The health of the noted literature documentarian and critic had been deteriorating for some time after five previous strokes.
President Abdurrahman Wahid, after paying his last respects at Jassin's residence in Tanah Tinggi, Central Jakarta, lauded him as a ""literary giant"".
""HB Jassin is a giant figure of Indonesian literature. I was brought up with his writings and I respected him,"" Abdurrahman said.
Later in the afternoon Jassin was given a full state burial at Kalibata Heroes Cemetery, South Jakarta, after earlier being taken to the HB Jassin Documentation Center at Taman Ismail Marzuki arts center, where hundreds ofpeople prayed for him.
Many literature figures such as Ajib Rosidi, Taufik Ismail and Goenawan Mohamad were seen at the mass prayer.
The scene at the burial was moving.
Jassin's daughter, Helena Magdalena, wept throughout the ceremony, which was attended by some 200 people.
Jassin health had been deteriorating since 1996. Since then he had all but suspended much of his work. He was mostly confined to a wheel chair.
It was after this fifth stroke that his contributions to Indonesian literature started to peter out.
At the time he was translating four books into Indonesian -- 1001 Hari: Kisah-kisah Parsi (1001 Days: Persian Stories), Jalaluddin Rumi, Percakapan Burung-burung (Bird Talk) and Kasidah (Chant).

▶ **Listing**
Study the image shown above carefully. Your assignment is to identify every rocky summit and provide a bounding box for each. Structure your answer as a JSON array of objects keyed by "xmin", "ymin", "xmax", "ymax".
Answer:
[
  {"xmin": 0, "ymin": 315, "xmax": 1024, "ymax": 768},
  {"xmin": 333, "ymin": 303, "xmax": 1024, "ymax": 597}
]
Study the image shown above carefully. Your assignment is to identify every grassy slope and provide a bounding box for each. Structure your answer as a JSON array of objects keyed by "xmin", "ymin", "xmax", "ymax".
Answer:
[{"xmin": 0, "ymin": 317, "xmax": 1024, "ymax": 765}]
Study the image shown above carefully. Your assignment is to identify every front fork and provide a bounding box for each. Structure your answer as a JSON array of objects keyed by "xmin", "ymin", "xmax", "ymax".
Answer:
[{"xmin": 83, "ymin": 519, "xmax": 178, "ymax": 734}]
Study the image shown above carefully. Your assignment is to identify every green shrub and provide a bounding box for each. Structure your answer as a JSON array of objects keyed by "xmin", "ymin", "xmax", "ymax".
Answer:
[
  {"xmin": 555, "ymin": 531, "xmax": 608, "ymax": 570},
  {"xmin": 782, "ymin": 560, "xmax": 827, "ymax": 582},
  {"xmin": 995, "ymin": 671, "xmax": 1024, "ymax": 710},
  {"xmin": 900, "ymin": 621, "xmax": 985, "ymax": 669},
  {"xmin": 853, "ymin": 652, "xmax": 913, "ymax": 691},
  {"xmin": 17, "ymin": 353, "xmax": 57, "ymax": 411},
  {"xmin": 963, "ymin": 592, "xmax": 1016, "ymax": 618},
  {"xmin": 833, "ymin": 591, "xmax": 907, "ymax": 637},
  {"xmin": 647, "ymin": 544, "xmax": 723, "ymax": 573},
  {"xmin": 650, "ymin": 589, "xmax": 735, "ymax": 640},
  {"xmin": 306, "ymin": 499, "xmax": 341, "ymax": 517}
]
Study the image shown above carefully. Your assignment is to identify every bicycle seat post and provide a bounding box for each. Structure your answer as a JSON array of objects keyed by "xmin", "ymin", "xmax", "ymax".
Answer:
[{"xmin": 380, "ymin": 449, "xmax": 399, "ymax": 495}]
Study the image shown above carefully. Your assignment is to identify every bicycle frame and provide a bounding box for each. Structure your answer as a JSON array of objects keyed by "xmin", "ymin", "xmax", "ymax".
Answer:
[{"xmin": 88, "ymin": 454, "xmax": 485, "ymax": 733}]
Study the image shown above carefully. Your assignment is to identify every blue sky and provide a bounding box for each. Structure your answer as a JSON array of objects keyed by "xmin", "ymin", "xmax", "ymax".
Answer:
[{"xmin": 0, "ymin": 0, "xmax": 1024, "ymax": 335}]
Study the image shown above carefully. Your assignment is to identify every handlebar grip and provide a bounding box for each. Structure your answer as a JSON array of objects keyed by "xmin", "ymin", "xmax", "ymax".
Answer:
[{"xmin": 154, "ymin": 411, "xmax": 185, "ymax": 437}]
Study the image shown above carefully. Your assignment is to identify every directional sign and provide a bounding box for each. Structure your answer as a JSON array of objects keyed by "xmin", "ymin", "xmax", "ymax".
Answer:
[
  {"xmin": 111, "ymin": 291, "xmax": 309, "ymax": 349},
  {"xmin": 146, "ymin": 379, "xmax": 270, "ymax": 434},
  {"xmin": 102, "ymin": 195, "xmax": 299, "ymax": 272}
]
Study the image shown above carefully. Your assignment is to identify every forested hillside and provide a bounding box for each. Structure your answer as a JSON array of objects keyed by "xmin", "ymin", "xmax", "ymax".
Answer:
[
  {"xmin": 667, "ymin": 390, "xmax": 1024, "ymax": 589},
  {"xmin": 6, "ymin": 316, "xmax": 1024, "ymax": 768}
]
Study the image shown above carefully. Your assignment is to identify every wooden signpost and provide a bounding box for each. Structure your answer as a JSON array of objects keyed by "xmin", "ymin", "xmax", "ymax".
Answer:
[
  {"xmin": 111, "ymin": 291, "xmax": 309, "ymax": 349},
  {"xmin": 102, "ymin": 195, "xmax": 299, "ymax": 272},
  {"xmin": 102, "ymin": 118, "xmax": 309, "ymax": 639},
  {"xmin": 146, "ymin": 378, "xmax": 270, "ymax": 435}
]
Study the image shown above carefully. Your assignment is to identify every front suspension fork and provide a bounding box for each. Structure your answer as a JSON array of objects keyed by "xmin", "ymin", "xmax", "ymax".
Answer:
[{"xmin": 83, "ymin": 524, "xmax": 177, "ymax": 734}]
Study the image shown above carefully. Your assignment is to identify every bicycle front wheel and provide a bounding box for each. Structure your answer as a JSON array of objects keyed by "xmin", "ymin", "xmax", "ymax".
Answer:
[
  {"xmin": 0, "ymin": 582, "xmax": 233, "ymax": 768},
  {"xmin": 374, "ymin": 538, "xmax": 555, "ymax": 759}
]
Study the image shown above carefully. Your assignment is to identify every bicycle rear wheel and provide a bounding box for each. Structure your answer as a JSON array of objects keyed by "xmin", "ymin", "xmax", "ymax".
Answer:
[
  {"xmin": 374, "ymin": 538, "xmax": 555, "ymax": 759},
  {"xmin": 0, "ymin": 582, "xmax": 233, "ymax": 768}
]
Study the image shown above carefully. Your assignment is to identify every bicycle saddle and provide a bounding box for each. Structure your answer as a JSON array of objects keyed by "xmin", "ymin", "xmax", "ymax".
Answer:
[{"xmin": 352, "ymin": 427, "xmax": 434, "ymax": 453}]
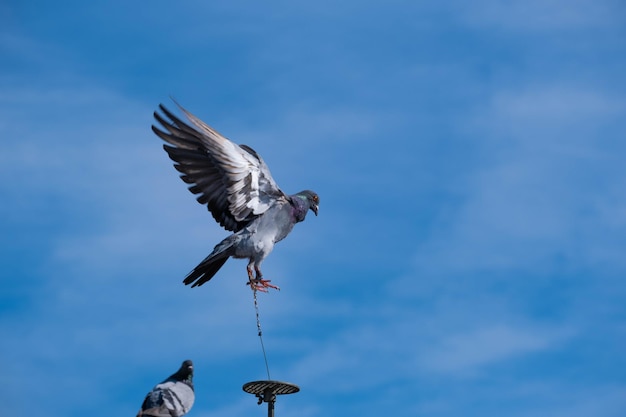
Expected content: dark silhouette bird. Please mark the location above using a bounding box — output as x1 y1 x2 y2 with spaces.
152 104 319 291
137 360 195 417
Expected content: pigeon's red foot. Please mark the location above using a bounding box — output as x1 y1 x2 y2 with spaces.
248 278 280 292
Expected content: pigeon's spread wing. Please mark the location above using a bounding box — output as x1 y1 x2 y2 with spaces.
152 101 286 231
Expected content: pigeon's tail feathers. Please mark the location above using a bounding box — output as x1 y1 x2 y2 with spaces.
183 238 235 288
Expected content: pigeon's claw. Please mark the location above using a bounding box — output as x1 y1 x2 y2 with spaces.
247 278 280 292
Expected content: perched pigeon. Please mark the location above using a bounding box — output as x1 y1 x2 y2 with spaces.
152 101 319 291
137 360 195 417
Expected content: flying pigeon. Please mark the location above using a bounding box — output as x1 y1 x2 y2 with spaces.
152 103 319 291
137 360 195 417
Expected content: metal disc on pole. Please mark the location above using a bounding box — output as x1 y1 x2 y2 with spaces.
243 380 300 417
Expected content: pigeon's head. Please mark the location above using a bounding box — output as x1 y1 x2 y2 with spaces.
296 190 320 216
175 359 193 381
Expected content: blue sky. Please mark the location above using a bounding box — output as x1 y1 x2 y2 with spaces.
0 0 626 417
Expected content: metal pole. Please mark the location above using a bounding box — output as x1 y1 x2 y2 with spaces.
263 388 276 417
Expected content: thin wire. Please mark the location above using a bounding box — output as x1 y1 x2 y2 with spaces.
252 289 272 380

▶ **Required task A**
Summarize the Jassin excerpt in two sentences.
▶ **Required task B**
Return the passage of the Jassin excerpt from "The scene at" to "and Kasidah (Chant).", copied word for word.

▶ **Task solution A**
After paying his last respects at HB Jassin's residence in Tanah Tinggi, Central Jakarta, President Abdurrahman Wahid lauded the literature documentarian and critic as a "literary giant" of Indonesian literature. Jassin was given a full state burial at Kalibata Heroes Cemetery after hundreds of people, among them literature figures such as Ajib Rosidi, Taufik Ismail and Goenawan Mohamad, prayed for him at the HB Jassin Documentation Center.

▶ **Task solution B**
The scene at the burial was moving.
Jassin's daughter, Helena Magdalena, wept throughout the ceremony, which was attended by some 200 people.
Jassin health had been deteriorating since 1996. Since then he had all but suspended much of his work. He was mostly confined to a wheel chair.
It was after this fifth stroke that his contributions to Indonesian literature started to peter out.
At the time he was translating four books into Indonesian -- 1001 Hari: Kisah-kisah Parsi (1001 Days: Persian Stories), Jalaluddin Rumi, Percakapan Burung-burung (Bird Talk) and Kasidah (Chant).